=== 文書の抜粋 ===
北海道Sさま邸
聞き手:コーディネーターT(ショールーム札幌)
ー Sさまはキッチンリフォームに取りかかる前にも、札幌のショールームへは何度もいらっしゃっていましたね。
Sさま2016年の暮れ、テレビの経済番組でLIXILのトイレを特集していたんです。陶器も進化したんだなぁって、興味を持って。住んでいる築20年のマンションもトイレが古くなってきていたし、ショールームへ見に行きました。20年間の商品の進化はすごいですね。以来、キッチンも含め合計10回くらいはショールームに行っています。
ー まずはトイレと壁紙をリフォームされたんですね。
Sさまそうです。LIXILのトイレが気に入ったので、次は洗面所とお風呂場をリフォームしました。これらもLIXIL製品です。ショールームへ行って相談しながら、いい商品を紹介してもらいました。お風呂の曲線が美しくて、造形のよさが気に入ってます。黒カビも生えにくいし。予定になかったドアもLIXIL製に換えて、予算オーバーしましたけど(笑)。その次はリビングをリフォームして……。エコカラットも気に入って、業者に枠組みを取ってもらってからデザイン的なところは自分で張ったんですよ。
ー そして、いよいよキッチンを。
Sさま教師を退職していろんなことをしているんですが、キッチンのリフォームは一種の「チャレンジ」で、ショールームにはさらに何度も足を運びました。そのたびに驚きや発見があり、もともと料理は嫌いじゃなかったので、少しお金をかけたくなりました。キッチンで楽しい時間を過ごしたい、友人や娘が遊びに来たとき、いろんな種類の料理を簡単に作って出せるようにしたいと思って。
Sさま邸のリシェルSI。
天井、床、キッチンタイルなどがカラーコーディネーションされています。
ー Sさまはショールームへご来館のたびに、ご質問を持っていらっしゃいました。
=== 提供情報 ===
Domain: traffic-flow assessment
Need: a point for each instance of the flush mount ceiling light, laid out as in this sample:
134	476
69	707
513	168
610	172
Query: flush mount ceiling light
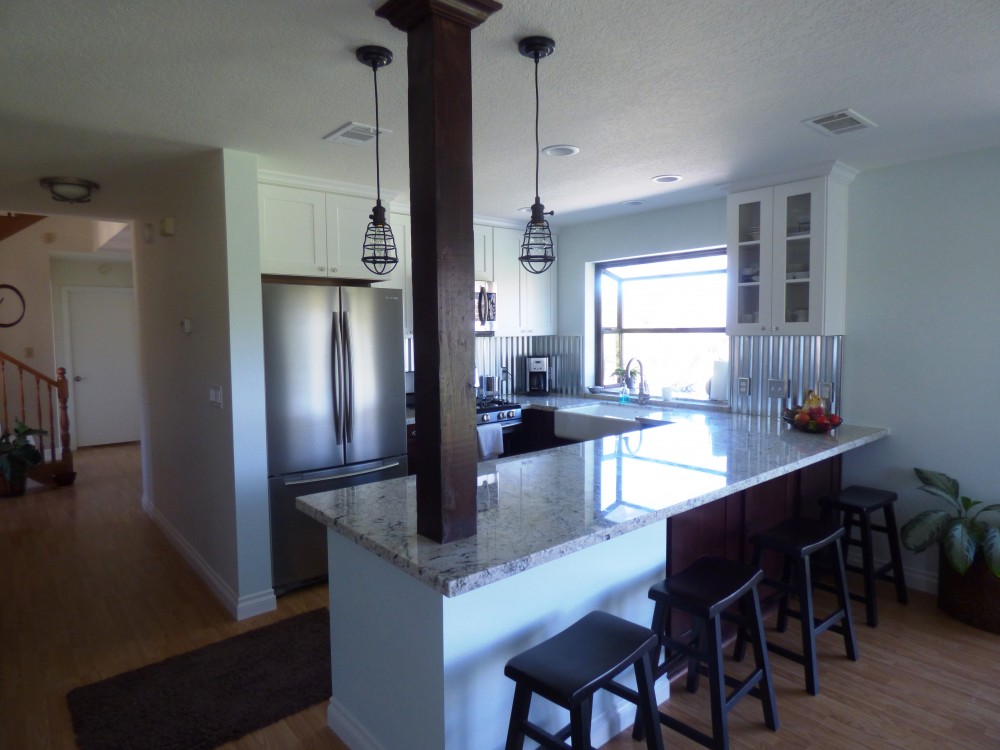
561	149
69	189
537	252
379	250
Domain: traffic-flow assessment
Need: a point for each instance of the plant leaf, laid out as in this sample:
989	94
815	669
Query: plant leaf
968	503
991	551
995	508
924	529
959	546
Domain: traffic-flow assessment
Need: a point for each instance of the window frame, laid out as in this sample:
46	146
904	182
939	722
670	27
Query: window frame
602	267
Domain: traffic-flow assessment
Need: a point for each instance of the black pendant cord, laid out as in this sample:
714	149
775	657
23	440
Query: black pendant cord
378	176
537	145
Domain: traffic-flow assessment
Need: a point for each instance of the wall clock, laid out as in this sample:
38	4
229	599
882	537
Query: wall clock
11	306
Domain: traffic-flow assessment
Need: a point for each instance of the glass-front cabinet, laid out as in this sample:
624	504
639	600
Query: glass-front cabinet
786	266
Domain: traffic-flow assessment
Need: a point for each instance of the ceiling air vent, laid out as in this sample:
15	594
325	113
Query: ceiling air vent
838	123
354	133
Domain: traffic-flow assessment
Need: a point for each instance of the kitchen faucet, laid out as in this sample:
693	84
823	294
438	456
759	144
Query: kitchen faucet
643	388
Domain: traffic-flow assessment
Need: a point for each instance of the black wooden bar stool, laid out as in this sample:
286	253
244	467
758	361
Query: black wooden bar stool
857	504
798	540
707	590
571	666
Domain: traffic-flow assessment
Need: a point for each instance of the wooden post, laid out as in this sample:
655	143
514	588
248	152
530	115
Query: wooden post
439	65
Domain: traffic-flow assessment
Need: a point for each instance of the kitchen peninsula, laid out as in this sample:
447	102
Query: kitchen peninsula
420	631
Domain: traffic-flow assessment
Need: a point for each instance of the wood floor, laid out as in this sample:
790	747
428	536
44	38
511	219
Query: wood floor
90	588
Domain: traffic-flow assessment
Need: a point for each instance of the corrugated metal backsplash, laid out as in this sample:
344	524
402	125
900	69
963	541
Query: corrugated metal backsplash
499	354
804	361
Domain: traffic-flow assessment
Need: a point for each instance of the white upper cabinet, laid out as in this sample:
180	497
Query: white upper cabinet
482	239
292	231
786	269
400	224
526	302
313	233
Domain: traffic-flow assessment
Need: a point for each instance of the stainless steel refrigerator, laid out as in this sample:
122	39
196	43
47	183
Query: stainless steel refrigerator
336	415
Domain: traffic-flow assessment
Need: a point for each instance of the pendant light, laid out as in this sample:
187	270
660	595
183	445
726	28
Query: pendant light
537	253
379	250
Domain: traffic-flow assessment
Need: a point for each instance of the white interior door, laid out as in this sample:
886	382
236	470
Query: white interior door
103	365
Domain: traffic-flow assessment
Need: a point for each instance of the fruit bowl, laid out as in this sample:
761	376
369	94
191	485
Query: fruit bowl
829	422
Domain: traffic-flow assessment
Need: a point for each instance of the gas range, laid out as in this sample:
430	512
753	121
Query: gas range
491	409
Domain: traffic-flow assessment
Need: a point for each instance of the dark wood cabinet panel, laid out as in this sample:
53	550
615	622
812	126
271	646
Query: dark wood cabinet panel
723	527
411	448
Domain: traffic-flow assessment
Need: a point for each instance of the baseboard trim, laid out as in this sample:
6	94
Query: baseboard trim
240	608
604	726
348	729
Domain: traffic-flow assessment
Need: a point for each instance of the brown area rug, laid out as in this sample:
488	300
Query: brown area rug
205	698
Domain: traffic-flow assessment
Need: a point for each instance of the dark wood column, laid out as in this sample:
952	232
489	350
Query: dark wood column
439	65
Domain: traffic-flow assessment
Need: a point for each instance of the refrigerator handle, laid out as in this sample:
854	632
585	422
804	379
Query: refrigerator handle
348	381
336	375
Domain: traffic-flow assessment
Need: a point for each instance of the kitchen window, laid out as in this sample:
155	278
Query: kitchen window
669	312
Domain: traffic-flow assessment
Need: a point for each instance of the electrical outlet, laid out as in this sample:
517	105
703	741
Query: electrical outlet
743	386
777	388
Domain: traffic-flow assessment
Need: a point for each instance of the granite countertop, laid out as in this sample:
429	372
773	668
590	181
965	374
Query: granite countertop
540	506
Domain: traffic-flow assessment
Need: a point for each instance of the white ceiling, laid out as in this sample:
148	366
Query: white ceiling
714	90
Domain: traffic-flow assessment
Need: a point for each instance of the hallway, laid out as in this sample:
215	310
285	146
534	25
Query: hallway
89	588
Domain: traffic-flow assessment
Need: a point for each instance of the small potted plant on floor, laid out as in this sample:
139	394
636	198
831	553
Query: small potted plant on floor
969	551
17	452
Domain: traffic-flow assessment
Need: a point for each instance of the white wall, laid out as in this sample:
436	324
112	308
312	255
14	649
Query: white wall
922	348
207	491
688	227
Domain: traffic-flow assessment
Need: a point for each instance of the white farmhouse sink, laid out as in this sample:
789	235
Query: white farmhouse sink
600	420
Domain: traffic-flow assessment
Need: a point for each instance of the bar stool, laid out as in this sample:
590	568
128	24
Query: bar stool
857	503
706	590
571	666
797	540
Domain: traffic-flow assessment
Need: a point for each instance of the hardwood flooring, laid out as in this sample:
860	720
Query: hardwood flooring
89	588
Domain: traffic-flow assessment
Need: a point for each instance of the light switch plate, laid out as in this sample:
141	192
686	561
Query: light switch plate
215	395
743	386
777	388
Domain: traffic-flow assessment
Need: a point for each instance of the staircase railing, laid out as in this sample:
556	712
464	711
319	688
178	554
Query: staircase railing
50	396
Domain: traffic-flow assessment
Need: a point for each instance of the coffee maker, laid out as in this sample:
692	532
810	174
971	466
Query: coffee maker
541	375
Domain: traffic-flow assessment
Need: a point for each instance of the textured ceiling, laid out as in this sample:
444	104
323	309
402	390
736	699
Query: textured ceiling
714	90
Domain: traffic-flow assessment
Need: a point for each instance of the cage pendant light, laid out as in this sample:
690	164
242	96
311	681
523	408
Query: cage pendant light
379	249
537	252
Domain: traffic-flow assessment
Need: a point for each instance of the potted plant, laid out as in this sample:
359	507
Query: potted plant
969	551
17	452
626	376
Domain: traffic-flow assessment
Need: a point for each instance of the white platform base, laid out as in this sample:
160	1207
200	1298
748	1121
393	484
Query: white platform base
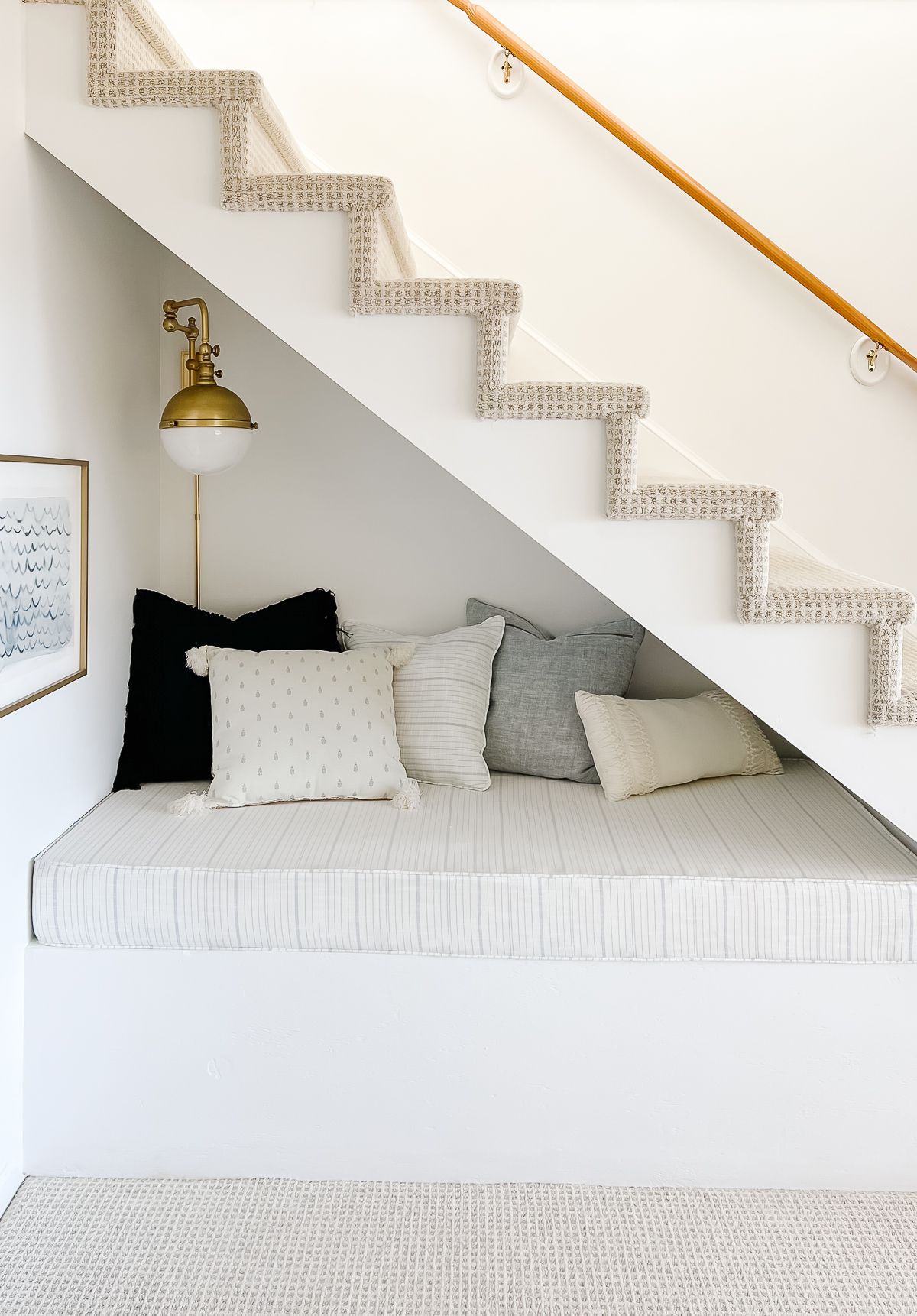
===
作業内容
1: 上記のリフォームの聞き取り記事のうち、「ー まずはトイレと壁紙をリフォームされたんですね。」を含む語句で始まり「ころは自分で張ったんですよ。」で終わる部分を、一字も変えずに書き写すこと。
2: 上記のリフォームの聞き取り記事に基づき、次の問いに答えること。
(a) Sさまが2016年の暮れにLIXILのトイレに興味を持ったきっかけは何か。
(b) Sさまが住んでいるマンションは築何年か。
(c) Sさまが退職した職業は何か。

設問別の解答
1:
ー まずはトイレと壁紙をリフォームされたんですね。
Sさまそうです。LIXILのトイレが気に入ったので、次は洗面所とお風呂場をリフォームしました。これらもLIXIL製品です。ショールームへ行って相談しながら、いい商品を紹介してもらいました。お風呂の曲線が美しくて、造形のよさが気に入ってます。黒カビも生えにくいし。予定になかったドアもLIXIL製に換えて、予算オーバーしましたけど(笑)。その次はリビングをリフォームして……。エコカラットも気に入って、業者に枠組みを取ってもらってからデザイン的なところは自分で張ったんですよ。

2:
(a) テレビの経済番組でLIXILのトイレを特集していたこと
(b) 築20年
(c) 教師